Instructions to follow
Repeat each entry word for word. Leave any images out of the copy.

Exercise input
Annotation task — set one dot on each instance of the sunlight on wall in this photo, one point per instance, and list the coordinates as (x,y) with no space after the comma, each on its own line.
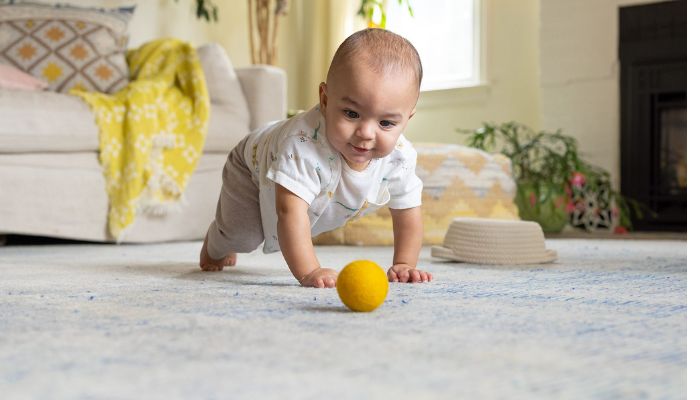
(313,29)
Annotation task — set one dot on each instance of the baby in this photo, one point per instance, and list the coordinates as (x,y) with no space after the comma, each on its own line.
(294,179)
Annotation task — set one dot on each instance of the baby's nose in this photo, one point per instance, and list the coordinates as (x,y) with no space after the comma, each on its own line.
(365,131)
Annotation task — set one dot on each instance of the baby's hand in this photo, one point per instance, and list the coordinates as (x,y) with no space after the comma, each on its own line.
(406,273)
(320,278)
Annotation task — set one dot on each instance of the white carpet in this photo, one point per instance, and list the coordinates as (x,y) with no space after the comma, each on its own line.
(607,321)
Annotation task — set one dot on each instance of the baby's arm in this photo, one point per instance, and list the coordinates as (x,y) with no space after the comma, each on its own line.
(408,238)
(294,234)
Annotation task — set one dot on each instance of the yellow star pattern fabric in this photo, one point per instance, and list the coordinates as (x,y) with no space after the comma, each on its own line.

Complete response
Annotation task — set one dot on each instance of the sunlight on wall in this photo, one point per instance, and list the coordinates as (x,y) with no space after the comma, each on its own line.
(313,29)
Annotation task — set one dot on each instance of the baby in this photo, one point per instance, and list the coordinates as (x,y) with no space after the comma, each on its own line.
(294,179)
Annotation task — set one dot on each instance of the baby's nose in this photo, one point per instance, and list the coordinates as (x,y) with no space after the comma, each on its own line.
(365,131)
Annotation task — set one dot on each instance of the baby's hand in this photo, one point per instance, and list the coordinates as (x,y) with no space after the comma, each on its own line.
(406,273)
(320,278)
Annotation task — set one dot on each instance of the white carpet in this photo, one point per instance, and list the coordinates as (x,y) with no space after the comma, each on its own line.
(607,321)
Annotation task — set one dot on each instance of the baby's arm in this photo, one point per instance, and list the coordinates as (x,y) with no space after the comma, each on its own line.
(408,238)
(294,234)
Annotation task — set one dot on each instance of the yellow star pattern fabric in this photo, one point per instance, and list the coordinates as (x,y) with no space after the comma, each on its own line.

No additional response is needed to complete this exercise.